◆ Stated problem
Below is a set of records. Repeat all of them exactly.

◆ Given entries
## begin

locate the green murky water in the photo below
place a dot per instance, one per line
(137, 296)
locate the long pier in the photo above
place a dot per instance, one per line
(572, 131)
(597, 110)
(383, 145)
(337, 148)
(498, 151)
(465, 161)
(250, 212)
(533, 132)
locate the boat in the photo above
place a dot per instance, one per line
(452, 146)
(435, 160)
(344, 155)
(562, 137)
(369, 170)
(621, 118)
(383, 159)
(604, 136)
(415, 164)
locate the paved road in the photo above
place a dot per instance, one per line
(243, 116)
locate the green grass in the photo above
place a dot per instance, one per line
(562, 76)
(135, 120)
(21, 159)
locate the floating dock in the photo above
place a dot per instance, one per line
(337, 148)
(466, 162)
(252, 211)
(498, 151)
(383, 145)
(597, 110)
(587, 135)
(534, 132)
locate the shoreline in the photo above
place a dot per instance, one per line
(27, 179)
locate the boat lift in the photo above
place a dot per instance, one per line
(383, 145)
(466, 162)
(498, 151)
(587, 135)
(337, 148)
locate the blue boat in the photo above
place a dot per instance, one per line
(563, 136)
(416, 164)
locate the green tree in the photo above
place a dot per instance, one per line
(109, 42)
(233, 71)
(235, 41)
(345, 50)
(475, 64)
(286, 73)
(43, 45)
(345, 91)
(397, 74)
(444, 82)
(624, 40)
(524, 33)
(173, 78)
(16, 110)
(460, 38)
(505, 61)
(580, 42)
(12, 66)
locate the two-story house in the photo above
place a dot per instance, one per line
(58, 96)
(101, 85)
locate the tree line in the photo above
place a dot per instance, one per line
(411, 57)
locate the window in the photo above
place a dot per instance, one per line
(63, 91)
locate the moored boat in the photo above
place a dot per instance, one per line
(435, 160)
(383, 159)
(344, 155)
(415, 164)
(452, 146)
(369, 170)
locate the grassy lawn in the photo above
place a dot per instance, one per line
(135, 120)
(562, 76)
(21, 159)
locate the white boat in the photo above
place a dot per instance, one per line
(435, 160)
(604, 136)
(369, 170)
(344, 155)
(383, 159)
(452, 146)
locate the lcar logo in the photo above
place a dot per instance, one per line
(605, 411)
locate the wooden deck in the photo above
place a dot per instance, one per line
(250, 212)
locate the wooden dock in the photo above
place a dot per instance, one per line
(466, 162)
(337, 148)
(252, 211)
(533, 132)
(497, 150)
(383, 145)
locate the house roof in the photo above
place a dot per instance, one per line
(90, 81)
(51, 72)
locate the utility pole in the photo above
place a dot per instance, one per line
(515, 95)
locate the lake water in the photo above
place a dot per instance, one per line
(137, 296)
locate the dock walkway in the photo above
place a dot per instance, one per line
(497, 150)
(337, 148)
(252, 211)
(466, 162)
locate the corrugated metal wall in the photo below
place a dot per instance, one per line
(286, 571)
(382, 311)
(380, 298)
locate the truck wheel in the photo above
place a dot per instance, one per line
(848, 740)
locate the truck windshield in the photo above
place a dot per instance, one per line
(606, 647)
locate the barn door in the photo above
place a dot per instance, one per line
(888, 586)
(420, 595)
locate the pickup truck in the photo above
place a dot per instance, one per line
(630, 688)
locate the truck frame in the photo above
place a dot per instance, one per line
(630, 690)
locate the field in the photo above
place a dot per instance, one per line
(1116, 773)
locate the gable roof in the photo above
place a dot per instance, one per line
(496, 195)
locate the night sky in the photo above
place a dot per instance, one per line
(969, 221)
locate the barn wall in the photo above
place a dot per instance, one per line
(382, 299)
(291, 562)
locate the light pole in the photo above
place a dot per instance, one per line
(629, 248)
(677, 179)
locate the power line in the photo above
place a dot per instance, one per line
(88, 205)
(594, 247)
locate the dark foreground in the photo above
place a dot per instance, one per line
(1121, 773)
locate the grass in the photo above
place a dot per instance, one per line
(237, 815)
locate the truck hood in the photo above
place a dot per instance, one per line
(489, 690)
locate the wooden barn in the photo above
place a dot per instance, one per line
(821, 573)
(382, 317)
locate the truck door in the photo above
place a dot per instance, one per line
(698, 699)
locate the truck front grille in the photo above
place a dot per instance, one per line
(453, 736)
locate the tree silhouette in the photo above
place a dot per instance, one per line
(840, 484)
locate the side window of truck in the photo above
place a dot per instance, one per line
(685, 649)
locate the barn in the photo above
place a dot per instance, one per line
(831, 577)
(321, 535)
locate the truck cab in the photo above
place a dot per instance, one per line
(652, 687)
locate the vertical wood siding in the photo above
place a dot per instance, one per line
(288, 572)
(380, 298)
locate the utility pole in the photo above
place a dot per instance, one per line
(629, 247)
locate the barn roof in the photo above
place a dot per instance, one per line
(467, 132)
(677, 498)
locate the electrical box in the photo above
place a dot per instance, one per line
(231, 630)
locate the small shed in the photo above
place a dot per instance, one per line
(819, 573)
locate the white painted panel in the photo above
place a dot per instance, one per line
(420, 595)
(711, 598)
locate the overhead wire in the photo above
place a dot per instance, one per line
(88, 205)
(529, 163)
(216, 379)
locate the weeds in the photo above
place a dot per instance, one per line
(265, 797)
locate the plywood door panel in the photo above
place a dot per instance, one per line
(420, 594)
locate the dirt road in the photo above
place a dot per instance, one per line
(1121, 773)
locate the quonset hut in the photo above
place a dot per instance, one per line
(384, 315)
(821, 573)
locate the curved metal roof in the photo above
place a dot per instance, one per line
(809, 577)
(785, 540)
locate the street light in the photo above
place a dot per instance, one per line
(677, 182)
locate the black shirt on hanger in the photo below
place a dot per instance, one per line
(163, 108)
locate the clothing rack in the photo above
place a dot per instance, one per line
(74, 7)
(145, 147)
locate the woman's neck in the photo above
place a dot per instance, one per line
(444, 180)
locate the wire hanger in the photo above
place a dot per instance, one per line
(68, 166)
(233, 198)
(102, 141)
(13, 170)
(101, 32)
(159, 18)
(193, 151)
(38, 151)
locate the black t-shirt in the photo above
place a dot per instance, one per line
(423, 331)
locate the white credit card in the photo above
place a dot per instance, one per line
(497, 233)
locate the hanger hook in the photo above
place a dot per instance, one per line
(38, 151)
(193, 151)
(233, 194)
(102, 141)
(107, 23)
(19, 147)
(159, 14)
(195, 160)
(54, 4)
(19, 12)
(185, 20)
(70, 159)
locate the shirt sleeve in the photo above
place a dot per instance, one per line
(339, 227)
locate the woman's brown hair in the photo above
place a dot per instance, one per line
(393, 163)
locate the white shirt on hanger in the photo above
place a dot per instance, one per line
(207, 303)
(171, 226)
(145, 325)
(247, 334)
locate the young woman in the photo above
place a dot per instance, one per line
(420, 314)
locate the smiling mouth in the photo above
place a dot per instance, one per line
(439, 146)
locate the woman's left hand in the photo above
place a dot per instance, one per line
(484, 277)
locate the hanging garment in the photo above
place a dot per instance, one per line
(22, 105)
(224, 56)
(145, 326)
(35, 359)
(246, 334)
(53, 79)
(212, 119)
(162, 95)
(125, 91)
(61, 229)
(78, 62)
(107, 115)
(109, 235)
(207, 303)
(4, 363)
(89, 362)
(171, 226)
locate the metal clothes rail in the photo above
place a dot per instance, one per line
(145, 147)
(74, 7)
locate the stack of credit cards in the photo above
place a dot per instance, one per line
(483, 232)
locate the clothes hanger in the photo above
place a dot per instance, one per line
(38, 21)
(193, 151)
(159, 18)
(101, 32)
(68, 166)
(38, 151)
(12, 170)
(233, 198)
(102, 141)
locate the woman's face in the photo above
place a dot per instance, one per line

## end

◆ Task response
locate the green murky water in the photo below
place a dot per instance, one per line
(137, 296)
locate the long pier in the photo above
place a dot per instance, one per line
(572, 131)
(597, 110)
(383, 145)
(337, 148)
(498, 151)
(465, 161)
(250, 212)
(533, 132)
locate the boat in the photo above
place a dot per instance, one per line
(452, 146)
(435, 160)
(344, 155)
(562, 137)
(369, 170)
(621, 118)
(383, 159)
(604, 136)
(415, 164)
locate the paved road in the photo above
place a dot per instance, one per line
(243, 116)
locate the green grass in the photo above
place a dot per instance, one per line
(562, 76)
(135, 120)
(21, 159)
locate the floating dock in the photo above
place a dot per instance, one per line
(337, 148)
(466, 162)
(252, 211)
(498, 151)
(383, 145)
(597, 110)
(587, 135)
(534, 132)
locate the shoreline in the photo above
place a dot per instance, one per line
(27, 179)
locate the boat lift in the photo above
place a dot per instance, one per line
(383, 145)
(466, 162)
(498, 151)
(587, 135)
(337, 148)
locate the blue boat in the photo above
place a dot per instance, one per line
(563, 136)
(416, 164)
locate the green tree in the photo above
place a dot per instance, one per line
(109, 42)
(233, 71)
(235, 41)
(345, 50)
(475, 64)
(286, 73)
(43, 45)
(345, 91)
(397, 74)
(444, 82)
(624, 40)
(524, 33)
(173, 78)
(16, 110)
(460, 38)
(505, 61)
(580, 42)
(12, 66)
locate the two-story house in the photo above
place a dot per instance, one per line
(58, 96)
(101, 85)
locate the tree line in the photo above
place a dot per instance, one per line
(411, 57)
locate the window in the photo above
place a dot per instance, one per line
(63, 91)
locate the moored boat in the photo above
place a dot per instance, one per line
(435, 160)
(383, 159)
(344, 155)
(415, 164)
(452, 146)
(369, 170)
locate the grassy lawn in the photo above
place a dot per instance, one per line
(135, 120)
(562, 76)
(21, 159)
locate the white boat in the photo above
place a dot per instance, one per line
(435, 160)
(604, 136)
(369, 170)
(344, 155)
(383, 159)
(452, 146)
locate the lcar logo in the photo above
place a dot per instance, one per line
(605, 411)
locate the wooden deck in the photo above
place a dot per instance, one per line
(250, 212)
locate the wooden dock in the photo above
place a dot per instance, one per line
(466, 162)
(337, 148)
(252, 211)
(533, 132)
(497, 150)
(383, 145)
locate the house roof in the photo above
place a dot per instance, one per line
(90, 81)
(51, 72)
locate the utility pole in the photo above
place a dot per instance, one per line
(515, 95)
locate the lake water in the photo above
place a dot per instance, one per line
(137, 296)
locate the dock walkway in the photo above
place a dot per instance, one per line
(497, 150)
(337, 148)
(252, 211)
(466, 162)
locate the corrugated metal wall in the photo below
place a dot per instance, one per line
(286, 571)
(382, 311)
(380, 298)
locate the truck wheel in the photo above
place a dot per instance, one per line
(848, 740)
locate the truck windshield in the photo above
place a dot per instance, one per line
(606, 647)
locate the barn door in the photo above
place a dot per instance, one per line
(888, 586)
(420, 595)
locate the pickup truck in the photo above
place a dot per instance, one per line
(630, 688)
locate the truck frame in the photo above
place a dot per instance, one per line
(630, 690)
locate the field in the photo above
place a dot per instance, one per line
(1116, 773)
locate the gable roof in the photo above
place a dot per instance, one per line
(496, 195)
locate the night sky in the photo above
place a dot per instance, one per line
(969, 221)
locate the barn wall in the photo above
place a dot per instance, one per line
(382, 299)
(291, 562)
locate the light pole in the photo above
place a dot per instance, one per line
(629, 248)
(677, 179)
locate the power line in the photo above
place a dot per instance, one per line
(88, 205)
(594, 247)
locate the dark foreground in the photo above
place a dot per instance, one per line
(1121, 773)
locate the grass in the photo above
place a dot per instance, one per line
(237, 815)
locate the truck hood in the photo above
place a dot per instance, one per line
(489, 690)
locate the wooden barn in the photo above
place a dot per instance, one per line
(821, 573)
(382, 317)
locate the truck door in the photo above
place a dot per instance, one per line
(698, 699)
locate the truck front grille in the photo above
place a dot per instance, one per line
(453, 736)
locate the tree silhouette in the photo above
place a dot per instance, one per line
(840, 484)
locate the side window of truck in the photo above
place a dot per instance, one per line
(685, 649)
locate the barn in the photo above
place a dot per instance, one per line
(831, 577)
(321, 535)
locate the truck cab in the photo above
place a dot per instance, one per line
(652, 687)
locate the vertical wood siding in the photo above
place a dot per instance, one per line
(288, 572)
(380, 298)
locate the utility pole in the photo above
place a dot per instance, one per line
(629, 247)
locate the barn roof in the photo above
place a dot per instance, one per line
(467, 132)
(677, 498)
locate the electrical box in the photo above
place a dot per instance, one per line
(231, 630)
locate the small shed in the photo above
place a dot per instance, one per line
(819, 573)
locate the white painted panel in the photo above
place a dot per instance, one per line
(420, 595)
(711, 598)
locate the overhead wire in the photo above
place a dot per instance, one per line
(88, 205)
(529, 163)
(216, 379)
locate the weeds in the photo above
place a dot per instance, one per line
(265, 797)
locate the plywood door panel in the photo above
place a dot per instance, one per line
(420, 594)
locate the dirt road in the photo above
place a dot per instance, one per line
(1121, 773)
locate the quonset hut in the photo above
place a dot per instance, one per line
(384, 315)
(821, 573)
locate the curved metal roof in the photo above
place a dot per instance, one per line
(809, 577)
(785, 540)
locate the street light in the photo above
place a dot per instance, one per line
(677, 182)
locate the black shirt on hanger in the photo below
place a dot per instance, one per line
(163, 108)
locate the clothing rack in the photo above
place a dot per instance, one per line
(74, 7)
(145, 147)
locate the woman's neck in the photo above
place a dot per instance, one per line
(444, 180)
locate the wire hanger in the photo above
place a dot per instance, one per line
(68, 166)
(233, 198)
(102, 141)
(13, 170)
(101, 32)
(159, 18)
(193, 151)
(38, 151)
locate the black t-shirt in the photo above
place a dot per instance, one per line
(423, 331)
locate the white credit card in the photo above
place a dot per instance, one per line
(497, 233)
locate the hanger hook in the photo above
place a dot per instance, one per line
(38, 151)
(193, 151)
(233, 194)
(102, 141)
(107, 23)
(19, 147)
(159, 14)
(195, 160)
(54, 4)
(19, 12)
(185, 20)
(70, 159)
locate the shirt sleeve in the photo above
place a dot per instance, one per line
(339, 227)
locate the woman's brown hair in the photo above
place a dot per instance, one per line
(393, 163)
locate the white shirt on hanger in the photo above
place a dot per instance, one per line
(207, 303)
(171, 226)
(145, 325)
(247, 334)
locate the young woman in the photo above
place a dot per instance, one per line
(420, 314)
locate the smiling mouth in the photo above
place a dot per instance, one per line
(439, 146)
locate the woman's left hand in the photo above
place a dot per instance, one per line
(484, 277)
locate the hanging garment in the photo above
place a dot per instance, one per line
(22, 105)
(224, 56)
(145, 326)
(35, 359)
(246, 334)
(53, 79)
(212, 119)
(162, 95)
(125, 91)
(61, 229)
(78, 62)
(107, 115)
(109, 235)
(207, 303)
(4, 363)
(89, 362)
(171, 226)
locate the metal clothes rail in the photo above
place a dot per instance, one per line
(145, 147)
(74, 7)
locate the stack of credit cards in the photo above
place a dot per instance, one per line
(483, 232)
locate the clothes hanger in the photo above
place a dot per instance, one per line
(38, 21)
(193, 151)
(159, 18)
(101, 32)
(68, 166)
(38, 151)
(12, 170)
(233, 198)
(102, 141)
locate the woman's face in the photo above
place a dot per instance, one per line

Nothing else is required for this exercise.